This notebook will show how to capture the data processing steps done in the original notebook as an *Amazon SageMaker Processing* job. Processing jobs capture common, repeatable data transformations and allow you to easily run them as managed processes on resources spun just for that. We'll use a variation of the [Dask](https://www.dask.org) [Processing job example](https://github.com/aws/amazon-sagemaker-examples/blob/master/sagemaker_processing/feature_transformation_with_sagemaker_processing_dask/feature_transformation_with_sagemaker_processing_dask.ipynb) to execute our script.

## Initialization scripts

In [4]:
import os
from pathlib import Path

The variables below will be used to create a container and push it to Amazon Elastic Container Registry [ECR]. This is the basis of how we capture a repeatable and scalable process.

In [5]:
import boto3

account_id = boto3.client('sts').get_caller_identity().get('Account')

+++

- _Set task_: According to the notebook excerpt, what will the variables be used to create, and where will it be pushed?

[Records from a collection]
+++

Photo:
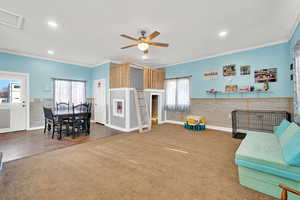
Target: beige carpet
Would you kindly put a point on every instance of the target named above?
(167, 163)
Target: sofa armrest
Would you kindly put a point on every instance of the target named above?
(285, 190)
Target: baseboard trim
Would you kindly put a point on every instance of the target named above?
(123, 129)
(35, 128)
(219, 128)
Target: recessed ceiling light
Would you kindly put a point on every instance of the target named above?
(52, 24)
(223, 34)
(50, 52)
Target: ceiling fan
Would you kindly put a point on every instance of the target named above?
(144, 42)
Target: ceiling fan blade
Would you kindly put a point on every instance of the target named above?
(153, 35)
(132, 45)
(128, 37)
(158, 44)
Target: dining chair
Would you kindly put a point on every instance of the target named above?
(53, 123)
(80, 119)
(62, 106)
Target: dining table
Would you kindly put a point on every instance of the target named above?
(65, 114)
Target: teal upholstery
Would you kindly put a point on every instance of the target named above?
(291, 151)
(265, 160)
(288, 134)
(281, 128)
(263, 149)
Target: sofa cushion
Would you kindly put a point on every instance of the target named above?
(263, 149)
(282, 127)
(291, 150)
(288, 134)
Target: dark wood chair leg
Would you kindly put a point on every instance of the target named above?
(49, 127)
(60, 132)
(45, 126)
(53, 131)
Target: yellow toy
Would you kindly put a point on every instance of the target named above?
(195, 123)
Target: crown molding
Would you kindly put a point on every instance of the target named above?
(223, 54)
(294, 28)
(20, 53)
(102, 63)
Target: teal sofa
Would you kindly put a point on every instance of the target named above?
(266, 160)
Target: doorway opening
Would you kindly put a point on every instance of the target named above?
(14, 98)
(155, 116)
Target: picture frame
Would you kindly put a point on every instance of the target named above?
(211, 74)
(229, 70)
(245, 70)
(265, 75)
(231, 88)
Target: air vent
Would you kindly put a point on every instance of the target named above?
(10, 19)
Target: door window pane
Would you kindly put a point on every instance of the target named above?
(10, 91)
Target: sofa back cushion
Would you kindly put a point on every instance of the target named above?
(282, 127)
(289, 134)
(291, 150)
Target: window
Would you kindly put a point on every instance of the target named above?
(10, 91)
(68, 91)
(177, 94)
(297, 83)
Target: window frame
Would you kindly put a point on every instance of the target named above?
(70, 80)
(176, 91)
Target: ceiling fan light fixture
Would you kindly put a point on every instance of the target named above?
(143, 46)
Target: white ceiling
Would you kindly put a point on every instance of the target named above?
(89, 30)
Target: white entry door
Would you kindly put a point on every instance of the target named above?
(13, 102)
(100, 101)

+++

- _Output of the task_: They will be used to create a container, which will be pushed to Amazon Elastic Container Registry (ECR).